▶ WRITTEN TASK
Beginning at the line that contains "[point] at the front fender" and ending at the last line of the entries, write out each line exactly; include nothing outside that span.

▬▬▬▬▬▬▬▬▬▬

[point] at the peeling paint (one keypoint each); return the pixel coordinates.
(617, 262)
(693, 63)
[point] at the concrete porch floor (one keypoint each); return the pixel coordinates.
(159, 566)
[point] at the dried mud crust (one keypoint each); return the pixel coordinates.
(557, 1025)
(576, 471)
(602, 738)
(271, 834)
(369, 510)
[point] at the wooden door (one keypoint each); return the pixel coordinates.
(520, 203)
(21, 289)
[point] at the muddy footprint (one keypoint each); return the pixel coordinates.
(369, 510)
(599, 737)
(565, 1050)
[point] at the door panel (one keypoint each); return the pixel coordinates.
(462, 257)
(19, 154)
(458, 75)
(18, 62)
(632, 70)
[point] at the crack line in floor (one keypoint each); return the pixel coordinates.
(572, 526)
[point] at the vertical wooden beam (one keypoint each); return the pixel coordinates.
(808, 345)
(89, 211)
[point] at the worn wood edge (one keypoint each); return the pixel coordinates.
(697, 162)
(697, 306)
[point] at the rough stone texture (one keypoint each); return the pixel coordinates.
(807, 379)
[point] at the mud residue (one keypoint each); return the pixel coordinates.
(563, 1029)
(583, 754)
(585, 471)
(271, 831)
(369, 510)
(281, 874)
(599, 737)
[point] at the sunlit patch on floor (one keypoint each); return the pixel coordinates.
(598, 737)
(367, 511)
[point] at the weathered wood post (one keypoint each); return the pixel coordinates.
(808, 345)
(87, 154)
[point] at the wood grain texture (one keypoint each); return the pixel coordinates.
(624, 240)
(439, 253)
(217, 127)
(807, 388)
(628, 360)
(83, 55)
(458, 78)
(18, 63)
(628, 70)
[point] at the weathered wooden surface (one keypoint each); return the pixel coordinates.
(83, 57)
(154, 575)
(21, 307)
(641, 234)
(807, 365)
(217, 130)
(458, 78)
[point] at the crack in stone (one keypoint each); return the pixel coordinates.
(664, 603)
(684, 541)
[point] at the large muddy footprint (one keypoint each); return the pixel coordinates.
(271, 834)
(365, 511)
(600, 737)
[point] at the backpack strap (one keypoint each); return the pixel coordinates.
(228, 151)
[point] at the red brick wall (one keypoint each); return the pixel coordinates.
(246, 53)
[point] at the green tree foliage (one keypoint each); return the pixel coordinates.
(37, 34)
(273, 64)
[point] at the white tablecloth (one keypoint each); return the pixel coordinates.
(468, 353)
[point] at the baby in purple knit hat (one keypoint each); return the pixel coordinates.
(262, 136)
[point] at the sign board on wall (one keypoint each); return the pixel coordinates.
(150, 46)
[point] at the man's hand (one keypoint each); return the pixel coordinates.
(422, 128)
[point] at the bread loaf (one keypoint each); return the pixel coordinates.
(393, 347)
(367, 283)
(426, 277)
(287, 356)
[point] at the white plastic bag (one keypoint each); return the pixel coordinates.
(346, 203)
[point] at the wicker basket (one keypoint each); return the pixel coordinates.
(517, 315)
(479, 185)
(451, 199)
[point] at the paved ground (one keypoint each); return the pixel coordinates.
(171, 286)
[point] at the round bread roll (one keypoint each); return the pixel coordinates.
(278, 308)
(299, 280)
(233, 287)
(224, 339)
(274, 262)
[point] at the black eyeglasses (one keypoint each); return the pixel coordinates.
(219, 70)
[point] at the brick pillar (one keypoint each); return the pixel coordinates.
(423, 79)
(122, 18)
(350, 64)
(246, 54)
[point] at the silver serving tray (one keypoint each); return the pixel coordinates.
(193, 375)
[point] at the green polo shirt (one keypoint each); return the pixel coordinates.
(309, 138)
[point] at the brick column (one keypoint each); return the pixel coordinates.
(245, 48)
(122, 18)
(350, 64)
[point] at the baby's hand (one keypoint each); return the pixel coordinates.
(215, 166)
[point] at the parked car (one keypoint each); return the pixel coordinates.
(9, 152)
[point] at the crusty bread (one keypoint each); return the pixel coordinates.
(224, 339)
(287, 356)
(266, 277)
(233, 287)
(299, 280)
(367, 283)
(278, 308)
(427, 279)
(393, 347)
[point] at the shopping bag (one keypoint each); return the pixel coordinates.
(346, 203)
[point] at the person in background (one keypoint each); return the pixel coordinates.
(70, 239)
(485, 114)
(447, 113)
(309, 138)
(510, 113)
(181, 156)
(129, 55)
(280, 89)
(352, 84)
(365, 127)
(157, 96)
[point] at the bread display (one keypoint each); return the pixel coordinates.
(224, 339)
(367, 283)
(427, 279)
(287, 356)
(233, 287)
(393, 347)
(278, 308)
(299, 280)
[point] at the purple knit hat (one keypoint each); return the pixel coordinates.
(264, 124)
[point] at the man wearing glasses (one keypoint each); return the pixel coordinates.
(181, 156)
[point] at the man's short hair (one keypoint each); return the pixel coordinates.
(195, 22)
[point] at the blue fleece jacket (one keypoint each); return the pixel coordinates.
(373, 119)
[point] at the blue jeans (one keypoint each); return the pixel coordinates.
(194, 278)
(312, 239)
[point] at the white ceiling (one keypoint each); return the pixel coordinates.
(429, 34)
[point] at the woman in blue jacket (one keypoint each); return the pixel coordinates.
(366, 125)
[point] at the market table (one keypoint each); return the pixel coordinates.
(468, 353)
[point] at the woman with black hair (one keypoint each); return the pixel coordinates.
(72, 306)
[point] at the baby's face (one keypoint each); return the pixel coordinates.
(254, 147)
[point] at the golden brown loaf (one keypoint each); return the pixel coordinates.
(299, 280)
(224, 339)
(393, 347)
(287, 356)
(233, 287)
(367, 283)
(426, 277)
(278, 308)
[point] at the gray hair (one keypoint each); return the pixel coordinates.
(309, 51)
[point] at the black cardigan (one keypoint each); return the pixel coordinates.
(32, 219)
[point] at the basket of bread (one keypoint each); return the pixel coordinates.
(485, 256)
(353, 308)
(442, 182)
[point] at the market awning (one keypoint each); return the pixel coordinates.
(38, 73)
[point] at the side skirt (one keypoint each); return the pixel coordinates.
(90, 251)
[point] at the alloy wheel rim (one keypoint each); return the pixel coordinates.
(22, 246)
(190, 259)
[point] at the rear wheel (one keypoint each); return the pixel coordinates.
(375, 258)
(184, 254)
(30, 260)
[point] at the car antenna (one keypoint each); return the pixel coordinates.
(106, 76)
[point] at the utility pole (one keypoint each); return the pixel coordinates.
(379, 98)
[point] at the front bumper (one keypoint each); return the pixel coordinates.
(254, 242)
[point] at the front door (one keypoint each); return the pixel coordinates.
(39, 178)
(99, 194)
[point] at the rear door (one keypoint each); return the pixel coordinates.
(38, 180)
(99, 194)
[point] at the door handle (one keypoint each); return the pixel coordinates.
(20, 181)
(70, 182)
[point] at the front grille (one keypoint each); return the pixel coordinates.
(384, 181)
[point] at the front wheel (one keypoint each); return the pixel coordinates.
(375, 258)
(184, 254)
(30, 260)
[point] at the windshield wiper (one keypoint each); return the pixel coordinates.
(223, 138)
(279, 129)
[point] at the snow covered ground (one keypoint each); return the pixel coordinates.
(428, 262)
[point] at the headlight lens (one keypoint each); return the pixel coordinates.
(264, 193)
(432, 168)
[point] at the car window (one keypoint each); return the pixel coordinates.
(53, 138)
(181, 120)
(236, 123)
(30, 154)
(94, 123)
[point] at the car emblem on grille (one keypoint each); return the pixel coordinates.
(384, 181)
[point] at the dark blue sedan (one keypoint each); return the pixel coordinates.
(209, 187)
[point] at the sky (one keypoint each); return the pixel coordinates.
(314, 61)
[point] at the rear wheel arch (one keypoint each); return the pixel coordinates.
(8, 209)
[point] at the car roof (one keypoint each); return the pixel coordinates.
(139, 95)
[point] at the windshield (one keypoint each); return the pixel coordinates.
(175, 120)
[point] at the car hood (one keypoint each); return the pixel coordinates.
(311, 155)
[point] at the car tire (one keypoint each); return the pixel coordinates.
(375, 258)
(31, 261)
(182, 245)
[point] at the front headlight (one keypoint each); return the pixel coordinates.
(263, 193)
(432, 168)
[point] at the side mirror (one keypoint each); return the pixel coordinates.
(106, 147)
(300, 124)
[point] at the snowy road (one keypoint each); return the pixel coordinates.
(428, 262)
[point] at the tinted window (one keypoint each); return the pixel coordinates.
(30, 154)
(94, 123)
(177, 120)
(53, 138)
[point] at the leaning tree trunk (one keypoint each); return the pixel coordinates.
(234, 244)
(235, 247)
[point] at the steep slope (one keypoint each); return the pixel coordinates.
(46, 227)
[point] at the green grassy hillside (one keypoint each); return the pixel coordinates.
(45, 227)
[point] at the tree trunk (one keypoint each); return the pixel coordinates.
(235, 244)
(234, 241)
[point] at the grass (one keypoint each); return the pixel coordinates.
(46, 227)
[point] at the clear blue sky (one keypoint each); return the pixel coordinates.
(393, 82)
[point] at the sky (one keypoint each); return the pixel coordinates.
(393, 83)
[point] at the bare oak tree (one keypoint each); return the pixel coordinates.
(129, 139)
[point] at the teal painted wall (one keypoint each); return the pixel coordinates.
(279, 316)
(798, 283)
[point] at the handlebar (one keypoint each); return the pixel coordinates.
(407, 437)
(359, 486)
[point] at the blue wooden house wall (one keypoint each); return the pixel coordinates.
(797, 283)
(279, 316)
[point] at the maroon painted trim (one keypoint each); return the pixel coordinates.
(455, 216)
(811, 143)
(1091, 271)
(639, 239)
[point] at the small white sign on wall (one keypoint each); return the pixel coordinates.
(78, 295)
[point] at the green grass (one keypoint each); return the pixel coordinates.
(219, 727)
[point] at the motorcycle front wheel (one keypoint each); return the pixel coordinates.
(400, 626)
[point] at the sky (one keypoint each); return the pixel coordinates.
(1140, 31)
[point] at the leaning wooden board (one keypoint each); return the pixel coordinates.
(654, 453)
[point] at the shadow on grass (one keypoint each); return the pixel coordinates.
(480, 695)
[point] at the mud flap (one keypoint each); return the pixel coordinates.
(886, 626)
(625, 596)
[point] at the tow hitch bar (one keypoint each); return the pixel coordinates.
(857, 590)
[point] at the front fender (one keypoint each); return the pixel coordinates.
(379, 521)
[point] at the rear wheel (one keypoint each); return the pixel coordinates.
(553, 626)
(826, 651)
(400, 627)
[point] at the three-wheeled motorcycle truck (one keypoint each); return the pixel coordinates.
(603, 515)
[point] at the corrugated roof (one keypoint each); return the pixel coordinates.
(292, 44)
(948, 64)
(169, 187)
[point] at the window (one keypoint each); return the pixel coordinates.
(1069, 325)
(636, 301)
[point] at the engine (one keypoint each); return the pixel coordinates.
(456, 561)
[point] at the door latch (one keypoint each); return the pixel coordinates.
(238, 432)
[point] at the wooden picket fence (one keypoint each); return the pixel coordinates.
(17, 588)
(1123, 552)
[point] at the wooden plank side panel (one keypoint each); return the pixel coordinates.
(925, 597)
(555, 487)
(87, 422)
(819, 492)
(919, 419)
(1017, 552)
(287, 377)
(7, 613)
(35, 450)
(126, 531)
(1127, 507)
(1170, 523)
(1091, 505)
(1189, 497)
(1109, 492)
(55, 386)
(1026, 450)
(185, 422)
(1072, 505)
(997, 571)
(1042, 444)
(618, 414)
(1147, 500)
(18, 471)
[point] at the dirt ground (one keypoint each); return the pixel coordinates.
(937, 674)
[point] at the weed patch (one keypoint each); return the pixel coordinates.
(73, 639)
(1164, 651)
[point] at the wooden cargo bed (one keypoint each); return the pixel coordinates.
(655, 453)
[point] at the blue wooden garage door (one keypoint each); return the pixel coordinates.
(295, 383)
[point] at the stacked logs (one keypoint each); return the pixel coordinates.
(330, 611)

▬▬▬▬▬▬▬▬▬▬

▶ TASK RESULT
[point] at the front fender (one keypoint each); return the pixel coordinates.
(379, 521)
[point] at the rear wheel (one keypoint each); return the pixel coordinates.
(553, 626)
(826, 651)
(400, 627)
[point] at the three-wheeled motorcycle truck (one keypoint each); return the pixel coordinates.
(603, 515)
[point] at the corrugated roof (one keypoint each); return the pixel coordinates.
(292, 44)
(948, 64)
(169, 187)
[point] at the window (one keypoint each); return the pixel coordinates.
(1069, 325)
(636, 301)
[point] at the engine (one keypoint each); return the pixel coordinates.
(456, 561)
[point] at the door latch (one keypoint each); return the pixel coordinates.
(238, 432)
[point] at the wooden picket fence (one keypoint each); return the pixel coordinates.
(17, 588)
(1123, 552)
[point] at the wooden plank side panel (one keypoint each); return the pixel coordinates.
(925, 597)
(555, 487)
(87, 422)
(819, 492)
(919, 419)
(1017, 552)
(287, 377)
(7, 613)
(35, 450)
(126, 531)
(1127, 507)
(1170, 523)
(1091, 505)
(1189, 497)
(1109, 492)
(55, 386)
(1026, 450)
(185, 422)
(1072, 505)
(997, 571)
(1042, 444)
(618, 414)
(1147, 500)
(18, 471)
[point] at the dirt ground (one keypoint each); return the pixel coordinates.
(937, 674)
[point] at the weed patch (one keypoint each); return the pixel coordinates.
(73, 639)
(1164, 651)
[point] at the wooden cargo bed (one keypoint each); return the pixel coordinates.
(655, 453)
[point] at the blue wooden garage door (one keypoint each); return the pixel coordinates.
(295, 383)
[point] at the stacked logs (one keypoint each); return the pixel coordinates.
(330, 611)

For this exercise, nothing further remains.